- _Problem requirements_:
Return the data below unchanged, without images.
::: Data
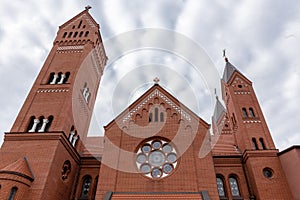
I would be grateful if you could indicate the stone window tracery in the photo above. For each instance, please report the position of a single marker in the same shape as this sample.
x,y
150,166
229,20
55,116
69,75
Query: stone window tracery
x,y
156,158
40,124
12,193
234,187
86,184
220,186
66,169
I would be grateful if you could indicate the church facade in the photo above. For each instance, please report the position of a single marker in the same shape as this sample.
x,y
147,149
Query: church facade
x,y
156,148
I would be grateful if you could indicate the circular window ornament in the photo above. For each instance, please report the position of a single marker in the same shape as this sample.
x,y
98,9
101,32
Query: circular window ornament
x,y
156,158
268,173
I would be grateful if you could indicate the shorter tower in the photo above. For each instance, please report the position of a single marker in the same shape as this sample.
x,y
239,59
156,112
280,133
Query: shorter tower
x,y
260,161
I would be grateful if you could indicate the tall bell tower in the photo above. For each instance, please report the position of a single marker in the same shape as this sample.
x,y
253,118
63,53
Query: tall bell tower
x,y
259,156
47,136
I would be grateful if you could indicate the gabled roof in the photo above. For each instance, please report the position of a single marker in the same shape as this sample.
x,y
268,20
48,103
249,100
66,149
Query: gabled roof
x,y
157,91
85,13
19,167
219,109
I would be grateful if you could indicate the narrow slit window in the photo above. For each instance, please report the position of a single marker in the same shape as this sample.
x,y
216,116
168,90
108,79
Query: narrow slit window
x,y
251,112
75,34
150,117
244,111
254,143
156,114
262,143
79,25
86,184
12,193
162,117
220,185
234,187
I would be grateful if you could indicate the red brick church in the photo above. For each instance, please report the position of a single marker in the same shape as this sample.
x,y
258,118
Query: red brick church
x,y
156,149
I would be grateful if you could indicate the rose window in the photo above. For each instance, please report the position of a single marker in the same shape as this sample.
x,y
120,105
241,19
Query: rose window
x,y
156,158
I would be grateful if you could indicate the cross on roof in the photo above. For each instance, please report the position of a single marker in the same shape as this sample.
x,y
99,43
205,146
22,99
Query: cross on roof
x,y
88,7
156,80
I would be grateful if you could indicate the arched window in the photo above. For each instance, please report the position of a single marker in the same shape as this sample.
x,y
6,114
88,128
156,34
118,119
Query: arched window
x,y
80,34
75,34
234,187
95,187
86,184
67,77
161,117
66,169
254,143
245,114
220,185
262,143
50,119
40,124
12,193
156,114
51,77
30,125
251,112
70,34
150,117
79,24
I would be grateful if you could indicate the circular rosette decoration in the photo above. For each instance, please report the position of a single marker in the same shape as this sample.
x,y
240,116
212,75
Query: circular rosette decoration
x,y
156,158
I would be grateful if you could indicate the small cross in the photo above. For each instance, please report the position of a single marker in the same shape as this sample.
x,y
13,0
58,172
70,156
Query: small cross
x,y
156,80
224,55
88,7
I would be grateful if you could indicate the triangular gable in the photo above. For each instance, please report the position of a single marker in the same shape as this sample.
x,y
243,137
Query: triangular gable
x,y
157,91
84,15
230,72
19,167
::::::
- _Answer to this exercise_:
I would be grateful if you could indicate the stone window tracery in the photo above. For each instance, please report the position of a single marker in the same shape as this sample.
x,y
150,166
229,20
55,116
69,75
Query: stone window tracery
x,y
156,158
40,124
12,193
234,187
86,184
220,186
66,169
I would be grateful if you could indicate the church facade in the photo above. For each instance, please report the position of a single marker in the same shape as this sample.
x,y
147,149
Query: church facade
x,y
156,148
I would be grateful if you could indicate the circular window ornament in the photo above. For each instance, please report the position of a single marker in the same shape as this sample.
x,y
98,9
101,32
Query: circular window ornament
x,y
156,158
268,173
I would be grateful if you could indicate the shorter tower in the photo above. For each instance, please report the position of a single marker in the same shape as this sample.
x,y
239,59
156,112
280,133
Query: shorter tower
x,y
260,161
I would be grateful if you could indicate the tall bell tower in the photo above. For each instance, please report the position of a single marker in the same shape as this sample.
x,y
253,118
63,53
Query: tall bell tower
x,y
259,156
47,136
I would be grateful if you could indicate the gabled roof in the photo above. For each instance, please report the position of a single marker in the same shape as this sample.
x,y
268,20
48,103
249,100
66,149
Query: gabled roof
x,y
157,91
85,13
19,167
219,109
I would be grateful if you could indicate the narrow slit window in the photo above. For each instance, please report the position of a single marker in the same shape as this sample.
x,y
216,116
168,90
108,79
Query: narrow slit window
x,y
251,112
75,34
150,117
244,111
254,143
156,114
262,143
79,25
86,184
12,193
162,117
220,185
234,187
I would be grateful if you could indicate the red brick church in the photo above. For each instance, please report the position of a single marker in the same shape as this sample.
x,y
258,118
Query: red brick church
x,y
156,149
I would be grateful if you could indicate the rose window in the photo above. For each instance, please report the position of a single marker in the same shape as this sample.
x,y
120,105
241,19
Query: rose window
x,y
156,158
I would be grateful if you could indicate the cross on roof in the photo above. For each instance, please report the position of a single marker in the same shape as this sample.
x,y
99,43
205,146
22,99
Query: cross on roof
x,y
88,7
156,80
I would be grateful if you could indicate the arched window in the photo above. For each instance, please report the position of a single marker in the same shape as this sample.
x,y
6,114
88,128
156,34
118,119
Query: arched window
x,y
80,34
75,34
234,187
95,187
86,184
67,77
161,117
66,169
254,143
245,114
220,185
262,143
50,119
40,124
12,193
156,114
51,77
30,125
251,112
70,34
150,117
79,24
I would be grateful if you could indicate the circular rosette decoration in the photo above. For each instance, please report the position of a single marker in the same shape as this sample.
x,y
240,116
212,75
Query: circular rosette decoration
x,y
156,158
I would be grateful if you could indicate the small cross in the photo above. For each instance, please report the position of a single marker in the same shape as this sample.
x,y
13,0
58,172
70,156
Query: small cross
x,y
156,80
224,55
88,7
I would be grateful if you could indicate the triangular gable in the photo above. For each instance, please report the position of a single marker in the same shape as this sample.
x,y
243,137
Query: triangular gable
x,y
157,91
84,15
230,72
19,167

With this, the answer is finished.